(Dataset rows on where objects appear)
"""

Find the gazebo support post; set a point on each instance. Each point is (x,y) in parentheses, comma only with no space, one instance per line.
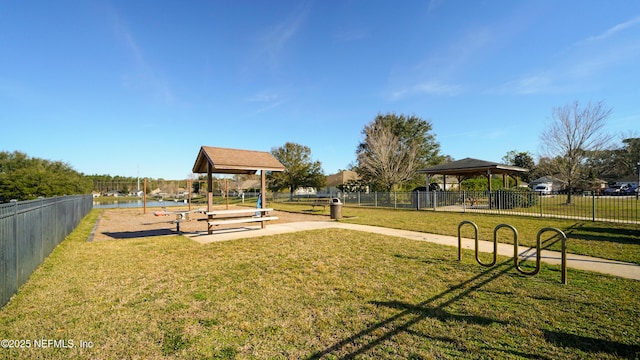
(489,181)
(209,187)
(263,188)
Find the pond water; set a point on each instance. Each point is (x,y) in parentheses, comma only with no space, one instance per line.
(137,203)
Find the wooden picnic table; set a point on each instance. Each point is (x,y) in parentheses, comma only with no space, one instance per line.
(237,216)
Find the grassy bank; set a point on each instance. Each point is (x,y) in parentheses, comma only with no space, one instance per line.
(318,294)
(599,239)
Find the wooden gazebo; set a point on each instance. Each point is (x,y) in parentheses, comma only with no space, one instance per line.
(469,168)
(215,160)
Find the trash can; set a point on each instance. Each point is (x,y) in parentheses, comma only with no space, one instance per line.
(336,209)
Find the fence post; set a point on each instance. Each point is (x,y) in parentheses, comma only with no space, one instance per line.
(435,200)
(593,206)
(540,201)
(41,210)
(15,242)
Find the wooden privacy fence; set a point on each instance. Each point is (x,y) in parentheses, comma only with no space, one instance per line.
(29,231)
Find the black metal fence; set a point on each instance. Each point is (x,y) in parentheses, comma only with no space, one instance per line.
(586,206)
(29,231)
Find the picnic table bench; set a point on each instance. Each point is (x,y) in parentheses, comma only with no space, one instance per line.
(237,216)
(181,215)
(324,202)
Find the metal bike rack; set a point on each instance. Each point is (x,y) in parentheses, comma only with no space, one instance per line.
(516,259)
(475,228)
(563,276)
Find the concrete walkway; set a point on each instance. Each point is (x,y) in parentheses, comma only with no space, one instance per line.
(616,268)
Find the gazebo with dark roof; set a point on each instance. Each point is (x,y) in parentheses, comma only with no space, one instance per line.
(215,160)
(469,168)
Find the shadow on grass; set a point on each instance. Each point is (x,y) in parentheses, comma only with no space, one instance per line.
(610,234)
(430,308)
(136,234)
(592,345)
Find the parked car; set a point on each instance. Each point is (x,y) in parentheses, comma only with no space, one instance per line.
(542,189)
(625,189)
(612,190)
(631,190)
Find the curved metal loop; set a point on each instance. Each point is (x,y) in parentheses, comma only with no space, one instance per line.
(475,228)
(495,251)
(564,250)
(538,256)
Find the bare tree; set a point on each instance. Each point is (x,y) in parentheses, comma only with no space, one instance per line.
(385,158)
(575,132)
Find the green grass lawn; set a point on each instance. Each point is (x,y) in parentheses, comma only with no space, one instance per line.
(317,294)
(612,241)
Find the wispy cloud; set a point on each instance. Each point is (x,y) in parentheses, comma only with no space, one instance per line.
(276,38)
(615,29)
(583,64)
(266,100)
(145,77)
(429,88)
(350,35)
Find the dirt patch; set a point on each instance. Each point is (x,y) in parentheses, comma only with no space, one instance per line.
(116,224)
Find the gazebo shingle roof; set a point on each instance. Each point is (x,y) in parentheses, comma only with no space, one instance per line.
(470,166)
(235,161)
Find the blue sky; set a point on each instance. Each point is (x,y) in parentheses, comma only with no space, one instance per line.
(136,87)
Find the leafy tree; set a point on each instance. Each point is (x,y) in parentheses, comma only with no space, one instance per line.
(394,146)
(575,131)
(524,160)
(300,169)
(25,178)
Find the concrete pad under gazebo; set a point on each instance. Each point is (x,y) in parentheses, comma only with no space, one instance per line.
(215,160)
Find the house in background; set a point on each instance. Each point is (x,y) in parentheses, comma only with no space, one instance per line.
(631,180)
(554,183)
(337,181)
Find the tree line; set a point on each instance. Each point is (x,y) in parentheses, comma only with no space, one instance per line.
(576,150)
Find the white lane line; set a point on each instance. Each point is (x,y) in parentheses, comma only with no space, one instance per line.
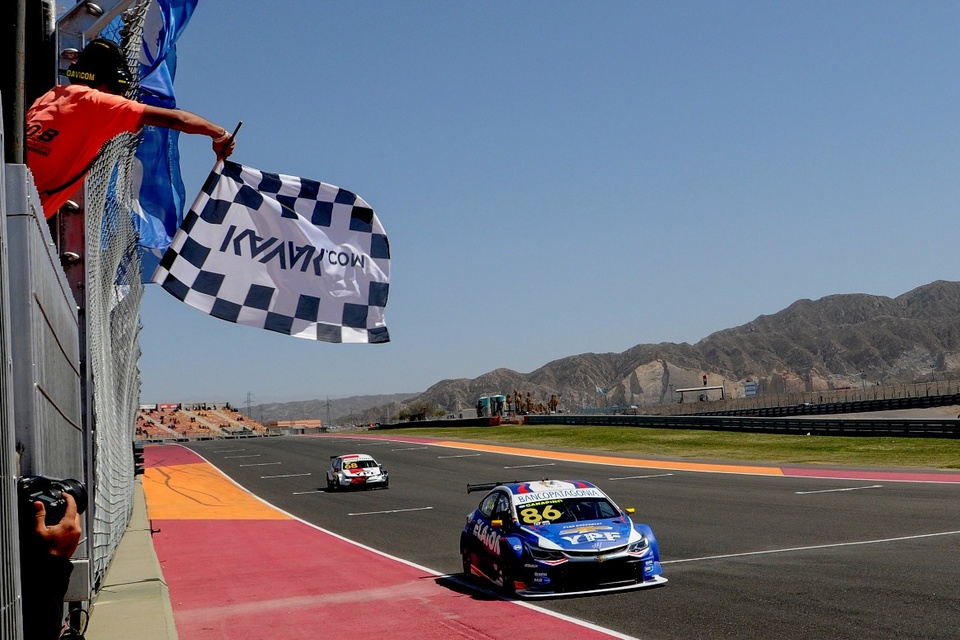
(656,475)
(285,475)
(813,547)
(528,466)
(372,513)
(873,486)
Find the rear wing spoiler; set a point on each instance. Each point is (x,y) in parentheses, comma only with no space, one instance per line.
(486,486)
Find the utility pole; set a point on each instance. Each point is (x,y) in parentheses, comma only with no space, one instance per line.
(249,403)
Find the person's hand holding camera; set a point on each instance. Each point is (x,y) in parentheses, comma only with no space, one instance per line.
(63,538)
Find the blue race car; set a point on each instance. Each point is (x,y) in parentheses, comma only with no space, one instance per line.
(557,538)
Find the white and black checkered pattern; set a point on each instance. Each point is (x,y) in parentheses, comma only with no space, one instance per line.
(282,253)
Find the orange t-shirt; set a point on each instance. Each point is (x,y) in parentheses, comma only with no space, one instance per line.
(65,129)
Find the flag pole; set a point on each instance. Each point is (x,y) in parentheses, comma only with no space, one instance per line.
(234,134)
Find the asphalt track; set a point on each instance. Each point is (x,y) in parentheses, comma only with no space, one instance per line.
(750,551)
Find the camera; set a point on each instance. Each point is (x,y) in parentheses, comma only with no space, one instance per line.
(50,492)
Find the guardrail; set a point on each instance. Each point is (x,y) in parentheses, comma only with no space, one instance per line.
(792,426)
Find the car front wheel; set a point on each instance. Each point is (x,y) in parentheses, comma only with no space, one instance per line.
(507,573)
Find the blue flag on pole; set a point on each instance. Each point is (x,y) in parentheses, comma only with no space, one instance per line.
(161,192)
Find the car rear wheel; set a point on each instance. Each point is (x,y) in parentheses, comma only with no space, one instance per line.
(465,560)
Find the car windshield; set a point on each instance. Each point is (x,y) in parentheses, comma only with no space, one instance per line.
(567,510)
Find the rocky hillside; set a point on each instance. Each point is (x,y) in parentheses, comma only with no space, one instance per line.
(838,341)
(846,340)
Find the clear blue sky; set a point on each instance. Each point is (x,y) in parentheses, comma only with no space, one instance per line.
(562,177)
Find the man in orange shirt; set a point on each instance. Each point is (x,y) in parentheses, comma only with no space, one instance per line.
(67,126)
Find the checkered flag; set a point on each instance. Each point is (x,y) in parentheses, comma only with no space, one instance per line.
(282,253)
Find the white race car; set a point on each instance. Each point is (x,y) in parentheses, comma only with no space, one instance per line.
(356,470)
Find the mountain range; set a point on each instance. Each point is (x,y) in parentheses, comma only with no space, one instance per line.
(836,342)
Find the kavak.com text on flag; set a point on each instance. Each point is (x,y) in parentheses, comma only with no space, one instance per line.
(282,253)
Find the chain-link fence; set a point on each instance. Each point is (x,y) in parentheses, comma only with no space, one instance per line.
(113,295)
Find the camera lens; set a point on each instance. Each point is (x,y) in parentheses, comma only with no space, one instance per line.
(77,490)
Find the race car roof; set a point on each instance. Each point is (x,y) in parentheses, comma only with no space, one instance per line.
(525,492)
(356,456)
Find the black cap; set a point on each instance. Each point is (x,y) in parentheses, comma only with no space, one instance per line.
(101,62)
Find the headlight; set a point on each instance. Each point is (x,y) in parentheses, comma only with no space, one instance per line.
(544,555)
(640,546)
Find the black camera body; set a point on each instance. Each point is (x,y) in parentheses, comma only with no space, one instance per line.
(50,492)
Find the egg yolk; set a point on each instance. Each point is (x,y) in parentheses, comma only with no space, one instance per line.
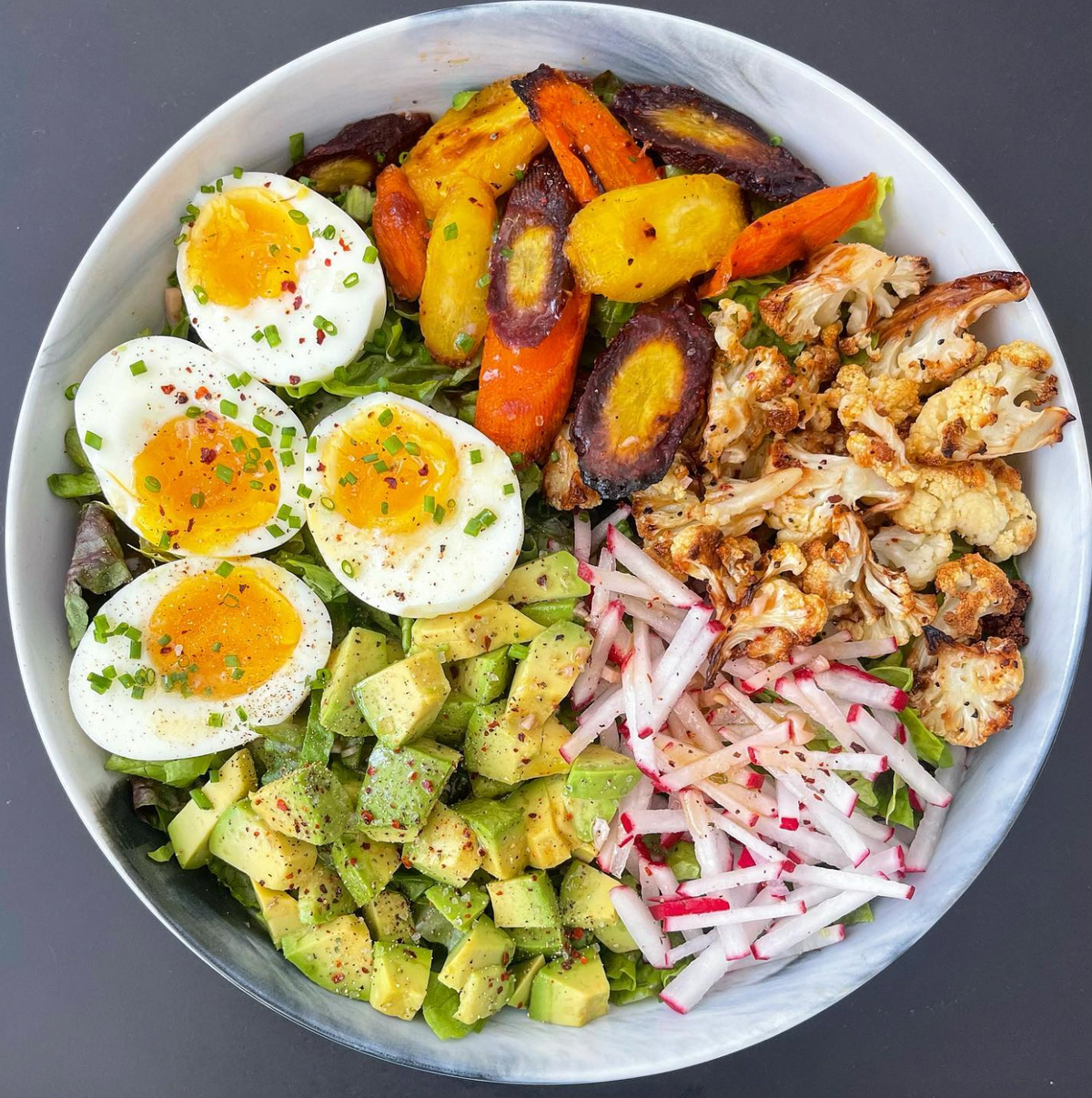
(390,468)
(222,636)
(202,482)
(245,245)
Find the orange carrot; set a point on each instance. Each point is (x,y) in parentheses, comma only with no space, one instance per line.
(524,392)
(577,124)
(794,232)
(401,232)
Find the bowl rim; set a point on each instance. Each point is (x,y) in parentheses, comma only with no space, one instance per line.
(19,471)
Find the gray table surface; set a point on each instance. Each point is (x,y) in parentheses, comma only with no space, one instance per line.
(96,998)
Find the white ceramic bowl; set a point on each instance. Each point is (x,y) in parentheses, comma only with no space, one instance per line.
(424,59)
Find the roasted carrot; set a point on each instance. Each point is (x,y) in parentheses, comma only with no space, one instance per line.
(794,232)
(401,232)
(524,392)
(577,124)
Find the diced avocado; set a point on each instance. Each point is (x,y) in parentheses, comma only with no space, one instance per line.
(337,955)
(399,979)
(546,842)
(523,975)
(365,866)
(483,993)
(439,1011)
(401,786)
(498,828)
(571,991)
(528,901)
(403,700)
(274,860)
(388,917)
(600,773)
(552,577)
(544,678)
(279,912)
(323,896)
(470,632)
(497,747)
(484,678)
(549,759)
(551,613)
(446,848)
(190,829)
(460,907)
(450,726)
(362,652)
(531,942)
(308,802)
(482,945)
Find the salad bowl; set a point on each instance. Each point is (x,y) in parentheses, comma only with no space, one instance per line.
(116,290)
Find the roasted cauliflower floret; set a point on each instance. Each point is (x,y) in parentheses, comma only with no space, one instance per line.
(966,698)
(991,411)
(925,338)
(979,499)
(805,510)
(858,275)
(562,486)
(917,555)
(973,588)
(778,617)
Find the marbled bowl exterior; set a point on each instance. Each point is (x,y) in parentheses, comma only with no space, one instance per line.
(116,290)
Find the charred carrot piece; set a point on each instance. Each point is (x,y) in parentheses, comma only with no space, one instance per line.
(401,232)
(524,392)
(794,232)
(578,126)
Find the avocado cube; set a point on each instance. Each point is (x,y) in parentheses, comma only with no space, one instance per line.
(460,907)
(190,829)
(439,1012)
(365,866)
(403,700)
(401,788)
(483,993)
(308,802)
(546,675)
(571,992)
(531,942)
(523,976)
(482,945)
(446,849)
(549,760)
(498,829)
(497,746)
(484,678)
(547,578)
(399,979)
(337,955)
(279,912)
(274,860)
(388,917)
(600,773)
(362,652)
(323,896)
(528,901)
(470,632)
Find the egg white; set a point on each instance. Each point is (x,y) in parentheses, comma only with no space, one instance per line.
(125,411)
(165,725)
(301,356)
(435,569)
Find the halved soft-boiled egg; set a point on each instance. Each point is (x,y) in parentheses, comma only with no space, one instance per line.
(194,458)
(194,656)
(277,279)
(417,513)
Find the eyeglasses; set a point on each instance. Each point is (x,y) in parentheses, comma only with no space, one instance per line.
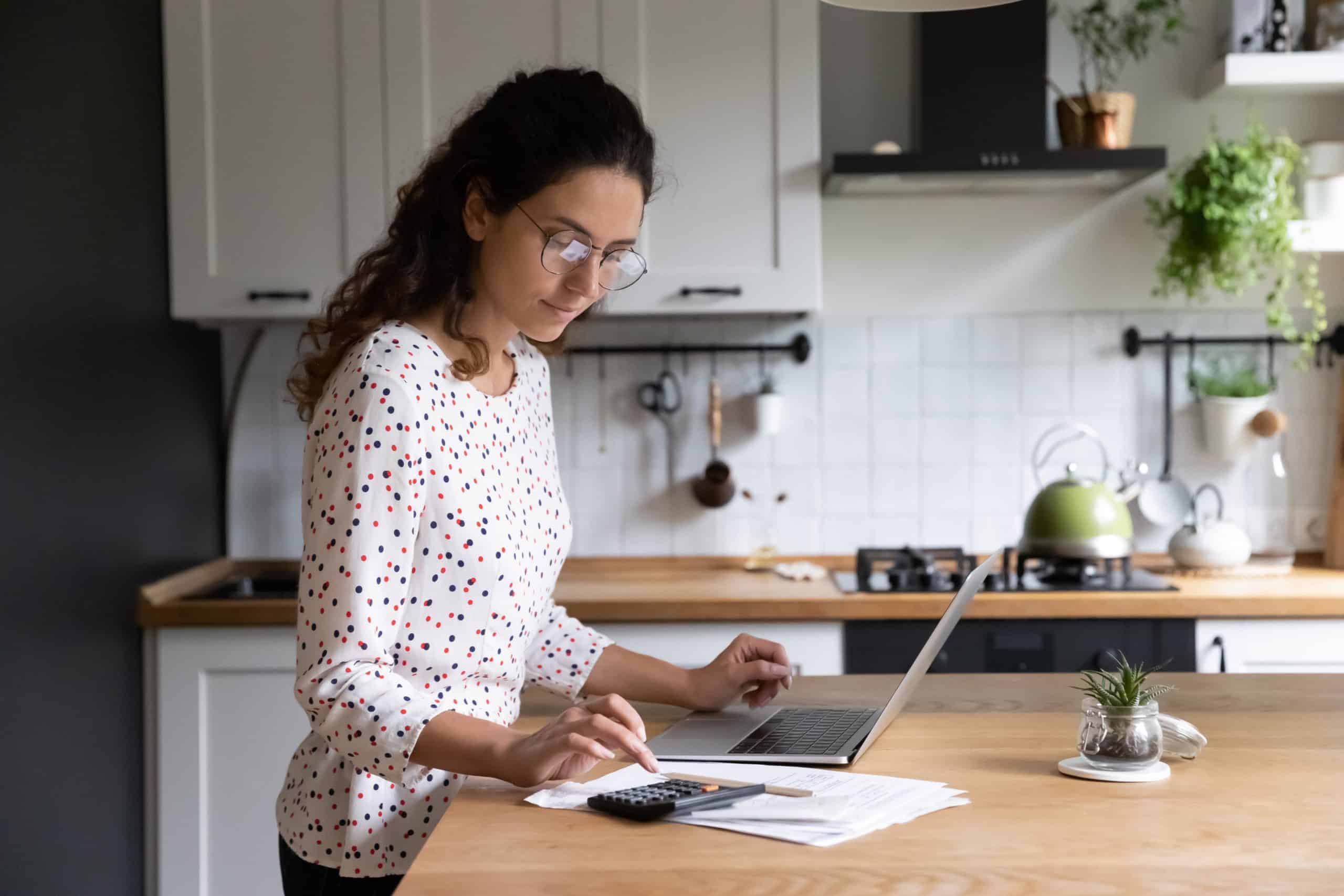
(568,249)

"""

Short problem: Without any pictures, write out the lines running from the one containing "Find the salad" through the end of the listing above, both included, exactly as given.

Task response:
Find the salad bowl; set a point on each instance. Each point is (x,y) in parentheses, comma only with no space, one instance per line.
(116,290)
Find the roasted cauliflower floret; set a point on each instance. Each point is (x,y) in parentheses, comma only with no space, one instance per line.
(966,698)
(991,411)
(925,338)
(979,499)
(805,510)
(858,275)
(562,486)
(917,555)
(973,588)
(778,617)
Find the marbled bowl exterior; set a point on each instance. Each point is (x,y) in parentheses, comma only with no space, one instance per line.
(116,290)
Find the charred carrot piece; set a point on each instance. Each point is (x,y) in parentheses, comma only with no space, one instance per line.
(401,232)
(524,392)
(794,232)
(578,126)
Find the avocado cube; set a point on each instance. Each point is (x,y) in parentheses, comma only with no space, one instance per line.
(460,907)
(190,829)
(439,1012)
(365,866)
(403,700)
(401,788)
(483,993)
(308,802)
(546,675)
(571,992)
(531,942)
(523,976)
(482,945)
(446,849)
(549,760)
(498,829)
(497,746)
(484,678)
(547,578)
(399,979)
(337,955)
(279,912)
(274,860)
(388,917)
(600,773)
(362,652)
(323,896)
(528,901)
(470,632)
Find the egg white; set a point on each instance. Each point is (x,y) in parentheses, comma only with no space, one instance per line.
(125,411)
(165,725)
(301,356)
(435,569)
Find the halved soft-boiled egg; set a point on each instance. Each point is (x,y) in parentheses, comma only with no space, one instance per line.
(194,458)
(194,656)
(277,279)
(417,513)
Find the eyeglasses; set a point on each instance. Each point is (x,y) in parentheses, comma only with no space, one instance per line.
(568,249)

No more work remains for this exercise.